====== Task data ======

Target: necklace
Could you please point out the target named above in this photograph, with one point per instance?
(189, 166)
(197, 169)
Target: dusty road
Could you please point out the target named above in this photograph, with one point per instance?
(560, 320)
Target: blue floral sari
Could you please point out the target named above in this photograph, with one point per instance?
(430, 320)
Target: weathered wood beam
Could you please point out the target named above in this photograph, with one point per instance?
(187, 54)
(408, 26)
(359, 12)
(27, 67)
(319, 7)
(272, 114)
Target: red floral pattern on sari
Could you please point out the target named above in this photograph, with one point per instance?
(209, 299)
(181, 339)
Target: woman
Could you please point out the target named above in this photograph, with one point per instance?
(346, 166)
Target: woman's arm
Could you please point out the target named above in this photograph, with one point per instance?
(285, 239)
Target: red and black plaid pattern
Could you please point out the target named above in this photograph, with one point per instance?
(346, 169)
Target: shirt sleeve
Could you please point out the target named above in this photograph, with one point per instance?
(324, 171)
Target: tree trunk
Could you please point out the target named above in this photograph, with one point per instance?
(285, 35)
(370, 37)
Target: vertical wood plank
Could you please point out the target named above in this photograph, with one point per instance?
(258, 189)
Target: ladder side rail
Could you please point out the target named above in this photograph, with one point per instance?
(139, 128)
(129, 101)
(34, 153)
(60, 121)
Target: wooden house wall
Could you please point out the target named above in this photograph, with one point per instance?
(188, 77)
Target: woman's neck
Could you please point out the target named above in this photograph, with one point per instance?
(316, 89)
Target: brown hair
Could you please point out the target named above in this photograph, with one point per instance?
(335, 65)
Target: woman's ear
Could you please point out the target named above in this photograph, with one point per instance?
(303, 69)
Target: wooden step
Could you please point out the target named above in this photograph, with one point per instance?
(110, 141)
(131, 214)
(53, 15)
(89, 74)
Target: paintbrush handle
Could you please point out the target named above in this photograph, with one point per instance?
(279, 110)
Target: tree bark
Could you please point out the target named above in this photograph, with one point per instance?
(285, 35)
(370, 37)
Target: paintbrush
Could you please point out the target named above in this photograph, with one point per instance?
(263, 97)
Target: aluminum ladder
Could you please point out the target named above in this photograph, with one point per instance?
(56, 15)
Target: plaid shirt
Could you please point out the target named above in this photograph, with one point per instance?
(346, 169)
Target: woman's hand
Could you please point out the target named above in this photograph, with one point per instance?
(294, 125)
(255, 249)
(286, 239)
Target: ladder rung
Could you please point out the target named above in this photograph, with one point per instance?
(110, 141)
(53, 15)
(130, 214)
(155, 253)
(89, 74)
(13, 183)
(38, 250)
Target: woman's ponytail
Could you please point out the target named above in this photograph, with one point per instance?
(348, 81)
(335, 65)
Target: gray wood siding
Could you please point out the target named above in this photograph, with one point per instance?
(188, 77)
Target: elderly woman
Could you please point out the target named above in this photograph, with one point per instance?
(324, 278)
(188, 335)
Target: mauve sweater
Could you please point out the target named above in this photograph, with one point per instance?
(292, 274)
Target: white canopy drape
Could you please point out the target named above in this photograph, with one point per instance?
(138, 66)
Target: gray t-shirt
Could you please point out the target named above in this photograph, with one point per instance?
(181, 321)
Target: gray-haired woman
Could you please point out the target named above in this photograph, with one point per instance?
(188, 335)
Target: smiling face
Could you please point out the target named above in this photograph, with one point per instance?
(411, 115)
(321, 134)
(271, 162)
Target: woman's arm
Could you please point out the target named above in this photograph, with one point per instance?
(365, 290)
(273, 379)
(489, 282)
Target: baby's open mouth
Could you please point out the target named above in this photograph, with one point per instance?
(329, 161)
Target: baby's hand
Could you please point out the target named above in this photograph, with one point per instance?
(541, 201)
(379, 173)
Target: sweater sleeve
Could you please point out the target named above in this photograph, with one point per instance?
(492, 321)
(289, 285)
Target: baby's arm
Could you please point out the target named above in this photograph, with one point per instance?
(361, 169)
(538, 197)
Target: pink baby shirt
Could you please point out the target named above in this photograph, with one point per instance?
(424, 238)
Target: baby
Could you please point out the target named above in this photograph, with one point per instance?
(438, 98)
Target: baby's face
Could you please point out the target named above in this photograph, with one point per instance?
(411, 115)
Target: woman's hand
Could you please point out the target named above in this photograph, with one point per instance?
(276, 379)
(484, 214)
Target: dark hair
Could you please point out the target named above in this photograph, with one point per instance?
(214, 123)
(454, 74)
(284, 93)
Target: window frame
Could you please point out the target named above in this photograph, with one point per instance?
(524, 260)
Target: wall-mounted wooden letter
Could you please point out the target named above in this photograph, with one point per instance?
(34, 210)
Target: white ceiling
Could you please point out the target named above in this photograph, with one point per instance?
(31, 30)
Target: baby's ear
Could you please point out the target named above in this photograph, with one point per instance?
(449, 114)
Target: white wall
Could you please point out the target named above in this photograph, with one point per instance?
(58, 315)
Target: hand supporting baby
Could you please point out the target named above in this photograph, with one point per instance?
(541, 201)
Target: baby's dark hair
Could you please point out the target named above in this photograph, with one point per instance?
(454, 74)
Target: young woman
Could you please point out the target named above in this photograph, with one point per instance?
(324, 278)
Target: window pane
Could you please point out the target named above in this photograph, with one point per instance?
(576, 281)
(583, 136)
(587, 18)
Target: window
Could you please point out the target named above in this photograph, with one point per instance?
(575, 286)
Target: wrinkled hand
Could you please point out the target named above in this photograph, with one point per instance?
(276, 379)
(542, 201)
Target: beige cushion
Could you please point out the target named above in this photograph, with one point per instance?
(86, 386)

======

▶ [Aim]
Reproduce the material above, every line of it, exactly.

▶ [Final result]
Target: necklace
Could you please point out the target named above in this photograph, with one point per instance?
(189, 166)
(197, 169)
Target: dusty road
Could you please point out the target named above in this photograph, with one point per instance?
(560, 320)
Target: blue floral sari
Could you please point out the target named above in this photograph, with one point per instance?
(430, 320)
Target: weathered wood beam
Could you please point out the target named above in this photograph, with one point per instance?
(187, 54)
(408, 26)
(359, 12)
(27, 67)
(319, 7)
(272, 114)
Target: red floral pattern on sari
Could you please point out the target named above in this photograph, with one point per instance?
(209, 299)
(181, 339)
Target: woman
Could you please point out the target named above in this photograph, with one point per instance?
(346, 166)
Target: woman's arm
Could you please point out the target named above in this photograph, with one point per instance?
(285, 239)
Target: red and black plaid pattern
Could you please point out the target named above in this photograph, with one point per instance?
(346, 169)
Target: shirt sleeve
Could you please point out the target named above in this photograph, with one point per instance?
(324, 171)
Target: tree trunk
Could you please point out the target named above in this photograph, with one point per instance?
(285, 35)
(370, 37)
Target: vertical wood plank
Could you please point out the target named above in this photograph, with one point per instance?
(258, 189)
Target: ladder side rail
Could you please point out the target named above in this photograph, with one point per instance?
(139, 128)
(129, 101)
(34, 153)
(60, 121)
Target: wooden house wall
Could you please point out the target named above in this photograph, with one point per instance?
(188, 77)
Target: woman's neck
Could you please point out the target named above in this photograph, with one point per instance?
(316, 89)
Target: brown hair
Could you please point out the target named above in this photograph, with one point per instance?
(335, 65)
Target: woman's ear
Could you please point out the target named above in this photograph, with one point per instance?
(303, 69)
Target: wooden step
Could you please point out the target named above in this photograph, with one point per instance?
(110, 141)
(131, 214)
(53, 15)
(89, 74)
Target: paintbrush handle
Could you please point out the target named above in this photograph, with one point per instance?
(279, 110)
Target: tree bark
Could you please point out the target named above in this photograph, with one point per instance?
(285, 35)
(370, 37)
Target: paintbrush
Could you please point out the target named above in this photograph, with one point per instance?
(263, 97)
Target: aluminum ladder
Could you please point out the target named above in this photograph, with one point per instance?
(56, 15)
Target: plaid shirt
Could you please point out the target named above in this photograph, with one point per instance?
(346, 169)
Target: woman's hand
Could you please point out the target named above in this photograph, with one point per instance?
(294, 125)
(255, 249)
(286, 239)
Target: ladder rung
Could you please point out the target named above in this photograph, with one point per instance?
(110, 141)
(53, 15)
(130, 214)
(155, 253)
(89, 74)
(13, 183)
(38, 250)
Target: woman's ponytail
Could you please point out the target named above in this photograph, with one point per instance?
(348, 81)
(335, 65)
Target: gray wood siding
Could you please point out the target named above in this photograph, with one point per instance?
(188, 77)
Target: elderly woman
Could you please point out the target named above in this photograph, with one point per instance?
(324, 278)
(188, 335)
Target: mauve sweater
Could you please point out the target named above in this photograph, with one point per instance?
(292, 274)
Target: white canopy drape
Could you please point out the target named above in this photograph, with one point per instance?
(138, 66)
Target: gray t-shirt
Could you please point out the target named above in this photograph, with one point per instance?
(181, 321)
Target: gray-haired woman
Could you please point out the target named above in this photograph, with one point per instance?
(188, 335)
Target: smiling face
Could you please point out the target named above in this photograph, with one point per instance?
(411, 115)
(321, 134)
(271, 162)
Target: woman's arm
Could you please point out the target named above in this photograph, with one point per instance?
(365, 290)
(273, 379)
(489, 282)
Target: baby's open mouth
Could you please point out the target named above in this photograph, with one point per instance?
(329, 161)
Target: baby's hand
Could you please point out the target named above in this photograph, with one point per instance?
(541, 201)
(379, 173)
Target: sweater sleeve
Could you please point out the target named above in this photograph, with one point per instance?
(492, 321)
(289, 285)
Target: baby's arm
Could you please point out the target named above in this photograph, with one point per instance?
(361, 169)
(538, 197)
Target: pink baby shirt
Could you please point out the target named above in this photograph, with one point per instance?
(424, 238)
Target: baby
Could you please point out the target named above in this photograph, with one point per instance?
(438, 98)
Target: baby's face
Could you please point out the target named above in this photograph, with one point per instance?
(411, 115)
Target: woman's hand
Could you please point out the target named above in this photograph, with one point per instance?
(276, 379)
(484, 214)
Target: dark hair
Could you please point out the target named above in this photograph, with one point per instance?
(214, 123)
(454, 74)
(284, 93)
Target: window frame
Could you please point out the target named above in this photograph, with one point per instance?
(524, 260)
Target: wall-mounted wooden letter
Could you please point out the target named above in this photograph, with one point per instance?
(34, 210)
Target: white ceiling
Could you please point out the target named above in this photograph, with one point per instance?
(31, 30)
Target: baby's ear
Could you please point out the target named above in this photograph, with one point per instance?
(449, 114)
Target: white wall
Could you please point out the target named above in this photograph, with one point per instance?
(58, 315)
Target: hand supporting baby
Could you please point out the target named above in this photograph, with one point per instance?
(541, 201)
Target: baby's dark hair
Could you please point out the target named above in this photograph, with one point per instance?
(454, 74)
Target: young woman
Could you please point out the target named above in this photograph, with one point per instance?
(324, 278)
Target: window pane
Could you please point out the target named above in this photograph, with one point per instance?
(576, 281)
(583, 136)
(587, 18)
Target: window
Could you please point out the target named above in this photograph, with one point per instance?
(575, 286)
Target: wrinkled hand
Could you please point out the target named above in this photograph, with one point per instance?
(276, 379)
(542, 201)
Target: beige cushion
Could you please point out the target named above in this photograph, with one point per instance?
(86, 386)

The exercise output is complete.